*REQUIREMENTS*. Retype the data line for line, starting at the line that contains "GET /detect?q=overcast sky&fmt=prose_corners" and ending at the line that contains "top-left (0, 0), bottom-right (960, 540)", including both of those lines. Leave the pictures out.

*SUPPLIED MATERIAL*.

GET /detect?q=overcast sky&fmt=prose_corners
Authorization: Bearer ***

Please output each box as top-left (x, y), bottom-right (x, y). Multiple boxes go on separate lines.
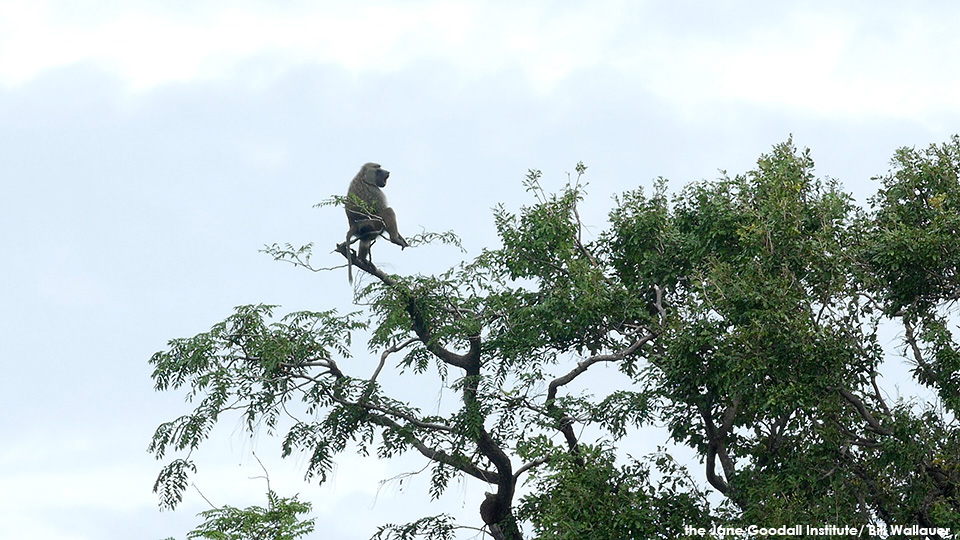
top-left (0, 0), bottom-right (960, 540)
...
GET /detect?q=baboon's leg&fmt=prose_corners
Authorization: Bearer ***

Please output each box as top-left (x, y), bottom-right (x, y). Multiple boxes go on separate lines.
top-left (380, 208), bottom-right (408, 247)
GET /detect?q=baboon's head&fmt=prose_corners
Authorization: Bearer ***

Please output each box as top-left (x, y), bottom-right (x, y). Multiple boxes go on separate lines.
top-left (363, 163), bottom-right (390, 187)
* * *
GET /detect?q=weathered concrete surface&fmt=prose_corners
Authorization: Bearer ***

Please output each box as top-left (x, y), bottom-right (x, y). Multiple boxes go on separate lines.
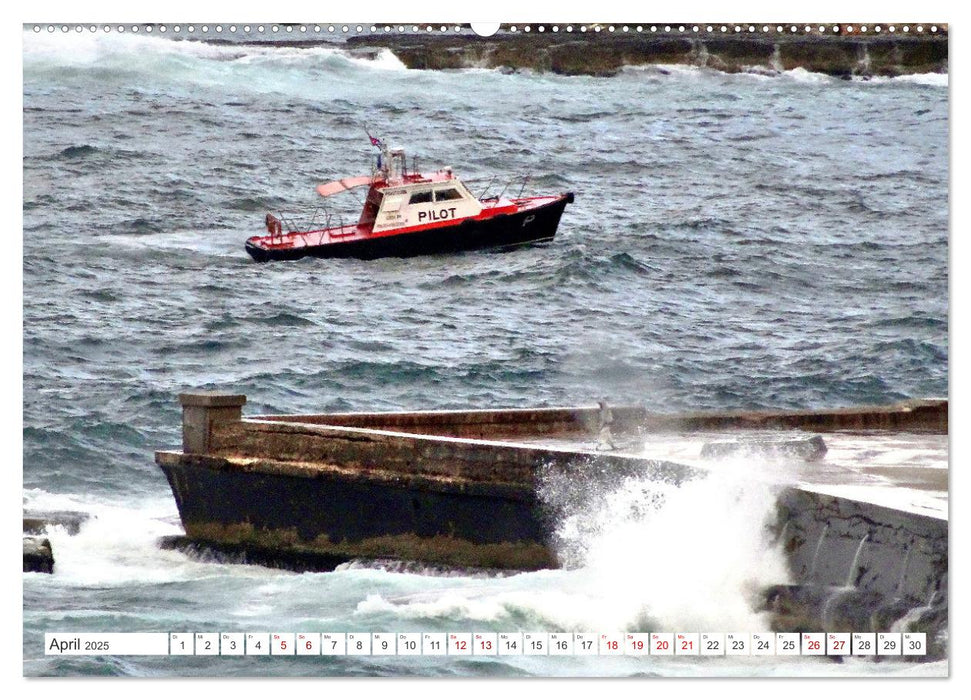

*REPLY TO THE EXERCISE*.
GET /detect?q=overcast sky&fmt=prose_corners
Authorization: Bearer ***

Please output each box as top-left (x, y), bottom-right (x, y). Multiple boxes go on separate lines.
top-left (0, 0), bottom-right (960, 540)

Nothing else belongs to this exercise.